__Provided material__.
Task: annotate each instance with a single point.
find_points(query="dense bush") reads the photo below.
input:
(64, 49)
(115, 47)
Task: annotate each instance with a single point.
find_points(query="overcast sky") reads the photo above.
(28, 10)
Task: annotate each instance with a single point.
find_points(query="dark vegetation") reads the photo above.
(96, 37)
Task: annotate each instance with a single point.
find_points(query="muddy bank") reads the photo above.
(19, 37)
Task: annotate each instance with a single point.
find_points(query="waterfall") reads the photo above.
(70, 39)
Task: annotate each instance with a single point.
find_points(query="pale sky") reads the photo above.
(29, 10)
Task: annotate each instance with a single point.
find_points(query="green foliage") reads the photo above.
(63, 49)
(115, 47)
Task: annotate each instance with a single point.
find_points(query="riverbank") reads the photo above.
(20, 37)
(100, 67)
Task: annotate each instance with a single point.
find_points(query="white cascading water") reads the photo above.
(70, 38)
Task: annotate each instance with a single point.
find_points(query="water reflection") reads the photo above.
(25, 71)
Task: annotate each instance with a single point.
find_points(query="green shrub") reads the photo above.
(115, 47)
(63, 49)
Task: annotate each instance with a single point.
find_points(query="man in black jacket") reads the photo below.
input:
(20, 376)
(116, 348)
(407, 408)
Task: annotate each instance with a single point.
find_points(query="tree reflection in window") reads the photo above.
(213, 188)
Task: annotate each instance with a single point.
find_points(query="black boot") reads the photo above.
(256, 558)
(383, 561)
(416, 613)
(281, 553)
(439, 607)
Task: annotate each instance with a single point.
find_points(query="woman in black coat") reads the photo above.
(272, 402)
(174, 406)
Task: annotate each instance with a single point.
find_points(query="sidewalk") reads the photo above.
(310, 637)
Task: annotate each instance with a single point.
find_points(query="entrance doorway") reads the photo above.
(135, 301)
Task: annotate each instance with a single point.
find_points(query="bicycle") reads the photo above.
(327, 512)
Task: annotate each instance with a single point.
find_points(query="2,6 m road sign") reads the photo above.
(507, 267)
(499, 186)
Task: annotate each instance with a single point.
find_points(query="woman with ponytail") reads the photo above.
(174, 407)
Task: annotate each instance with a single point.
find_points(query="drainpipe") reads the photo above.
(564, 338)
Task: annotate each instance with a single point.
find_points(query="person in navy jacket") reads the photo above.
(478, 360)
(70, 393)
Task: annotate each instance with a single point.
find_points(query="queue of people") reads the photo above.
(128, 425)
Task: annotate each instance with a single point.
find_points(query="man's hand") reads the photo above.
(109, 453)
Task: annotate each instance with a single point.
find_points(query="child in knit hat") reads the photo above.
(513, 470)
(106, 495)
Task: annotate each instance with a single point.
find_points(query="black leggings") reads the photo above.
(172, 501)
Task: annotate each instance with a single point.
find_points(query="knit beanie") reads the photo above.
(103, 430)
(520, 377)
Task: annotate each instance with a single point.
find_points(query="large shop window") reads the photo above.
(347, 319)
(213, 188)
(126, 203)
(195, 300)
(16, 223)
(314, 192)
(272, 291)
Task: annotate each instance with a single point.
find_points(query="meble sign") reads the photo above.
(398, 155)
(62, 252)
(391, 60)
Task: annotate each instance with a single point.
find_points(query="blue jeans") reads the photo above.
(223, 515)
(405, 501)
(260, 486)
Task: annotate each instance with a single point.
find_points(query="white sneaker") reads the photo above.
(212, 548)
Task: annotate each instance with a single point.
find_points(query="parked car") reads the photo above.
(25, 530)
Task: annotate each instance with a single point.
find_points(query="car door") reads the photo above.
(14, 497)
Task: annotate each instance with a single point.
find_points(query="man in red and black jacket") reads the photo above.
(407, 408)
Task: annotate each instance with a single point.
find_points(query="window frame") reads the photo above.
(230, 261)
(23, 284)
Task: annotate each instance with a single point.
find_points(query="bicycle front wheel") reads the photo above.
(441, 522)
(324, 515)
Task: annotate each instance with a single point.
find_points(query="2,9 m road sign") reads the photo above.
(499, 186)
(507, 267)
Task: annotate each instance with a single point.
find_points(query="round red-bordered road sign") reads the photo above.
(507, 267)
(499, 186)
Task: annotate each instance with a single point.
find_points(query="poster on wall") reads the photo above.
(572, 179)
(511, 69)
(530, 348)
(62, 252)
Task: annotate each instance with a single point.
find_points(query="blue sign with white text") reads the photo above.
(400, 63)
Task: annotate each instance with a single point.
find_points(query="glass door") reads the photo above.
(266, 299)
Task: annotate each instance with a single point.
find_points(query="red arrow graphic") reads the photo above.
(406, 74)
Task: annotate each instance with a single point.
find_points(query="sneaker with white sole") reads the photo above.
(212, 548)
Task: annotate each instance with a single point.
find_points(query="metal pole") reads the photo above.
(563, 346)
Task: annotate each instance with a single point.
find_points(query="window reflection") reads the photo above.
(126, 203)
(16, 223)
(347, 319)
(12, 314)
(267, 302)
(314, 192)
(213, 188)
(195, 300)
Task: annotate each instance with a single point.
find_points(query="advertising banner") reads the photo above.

__What needs to be done__. Copy every line exactly. Leave nothing out.

__Exercise solution__.
Task: annotate each instance with a single point.
find_points(query="dense bush") reads the photo below.
input:
(64, 49)
(115, 47)
Task: annotate each instance with a single point.
find_points(query="overcast sky") reads the photo above.
(28, 10)
Task: annotate each instance with a single point.
find_points(query="dark vegetation") reads the photo above.
(96, 37)
Task: annotate each instance with a single point.
find_points(query="muddy bank") reads the photo above.
(19, 37)
Task: annotate each instance with a single point.
find_points(query="waterfall") reads the photo above.
(70, 39)
Task: annotate each instance with a single point.
find_points(query="pale sky") reads the photo above.
(29, 10)
Task: annotate each instance with a single point.
find_points(query="green foliage") reads the photo above.
(63, 49)
(115, 47)
Task: annotate each instance with a single point.
find_points(query="riverbank") reads the photo above.
(20, 37)
(100, 67)
Task: annotate each instance with a single point.
find_points(query="white cascading water") reads the photo above.
(70, 38)
Task: annotate each instance with a single point.
find_points(query="water reflection") reads the photo above.
(25, 71)
Task: annotate each instance with a single point.
find_points(query="green shrub") reads the photo above.
(115, 47)
(63, 49)
Task: annotate each instance with a single point.
find_points(query="man in black jacket") reads the photo below.
input:
(20, 376)
(116, 348)
(407, 408)
Task: annotate each instance with a single point.
find_points(query="tree reflection in window") reads the photo above.
(213, 188)
Task: annotate each instance with a single point.
find_points(query="black boot") reads the photo above.
(256, 558)
(383, 561)
(416, 613)
(281, 553)
(439, 607)
Task: annotate each instance with a single point.
find_points(query="woman in black coat") reads the photo above.
(272, 402)
(174, 406)
Task: annotate each instance with a single point.
find_points(query="sidewalk") reads the photo above.
(310, 637)
Task: annotate each instance with a single point.
find_points(query="entrance doorway") reads the photo above.
(135, 301)
Task: annotate each instance with a single point.
find_points(query="bicycle") reads the photo above.
(327, 512)
Task: annotate each instance with a single point.
find_points(query="2,6 m road sign") reads the photo above.
(507, 267)
(499, 186)
Task: annotate each instance with a single point.
find_points(query="woman with ponytail") reads the photo above.
(174, 407)
Task: annotate each instance with a single point.
find_points(query="drainpipe") reads the photo above.
(564, 338)
Task: annotate each instance with a single point.
find_points(query="person in navy jacket") reads the photo above.
(478, 360)
(70, 393)
Task: annotate each instance with a single point.
find_points(query="queue of people") reads the photo above.
(128, 425)
Task: annotate each instance with a single point.
find_points(query="man's hand") reads the photo above.
(109, 453)
Task: annotate each instance with a single point.
find_points(query="child in knit hat") reads the photo above.
(513, 470)
(106, 495)
Task: annotate each instance with a single point.
find_points(query="black leggings") reads the photo above.
(172, 501)
Task: annotate each instance with a single point.
find_points(query="knit beanie") reads the photo above.
(103, 430)
(520, 377)
Task: annotate each instance with a single point.
find_points(query="large shop window") reads the photo above.
(347, 319)
(213, 188)
(126, 203)
(195, 300)
(16, 223)
(314, 192)
(272, 291)
Task: annotate each instance with a single point.
find_points(query="meble sign") reads the photo above.
(398, 155)
(62, 252)
(391, 60)
Task: annotate each instance with a single point.
find_points(query="blue jeans") reads the photo above.
(223, 515)
(405, 501)
(260, 486)
Task: annotate each instance with a single point.
find_points(query="white sneaker") reads the photo above.
(212, 548)
Task: annotate each instance with a single point.
find_points(query="parked car") reads the photo above.
(25, 530)
Task: annotate each instance with a single point.
find_points(query="car door") reads the photo above.
(14, 497)
Task: annotate each instance with a single point.
find_points(query="man in red and black jacket") reads the photo above.
(407, 408)
Task: annotate each instance with a single point.
find_points(query="window frame") reads the photo above.
(230, 261)
(23, 284)
Task: annotate each instance with a single point.
find_points(query="bicycle front wheel") reads the photo above.
(441, 522)
(324, 515)
Task: annotate each instance with a single point.
find_points(query="2,9 m road sign") reads the photo above.
(499, 186)
(507, 267)
Task: annotate each instance with a single point.
find_points(query="round red-bordered road sign") reads the photo above.
(507, 267)
(499, 186)
Task: annotate each instance with a single point.
find_points(query="poster on wall") reads the photo above.
(572, 179)
(511, 69)
(530, 348)
(62, 252)
Task: annotate each instance with a single point.
find_points(query="blue sign with white text") reads the photo above.
(400, 63)
Task: annotate each instance with a single point.
find_points(query="glass door") reads the photo above.
(266, 299)
Task: annotate each instance with a single point.
find_points(query="red arrow graphic") reads the photo above.
(406, 74)
Task: annotate each instance with a single point.
find_points(query="sneaker with white sole") reads the photo above.
(212, 548)
Task: annotate each instance with a single point.
find_points(query="metal pole") reads the photo above.
(563, 346)
Task: annotate each instance with a single point.
find_points(query="window reflection") reads the photo above.
(126, 203)
(16, 223)
(347, 319)
(12, 314)
(267, 302)
(314, 192)
(213, 188)
(195, 300)
Task: annotate each instance with a single point.
find_points(query="advertising banner") reads the photo above.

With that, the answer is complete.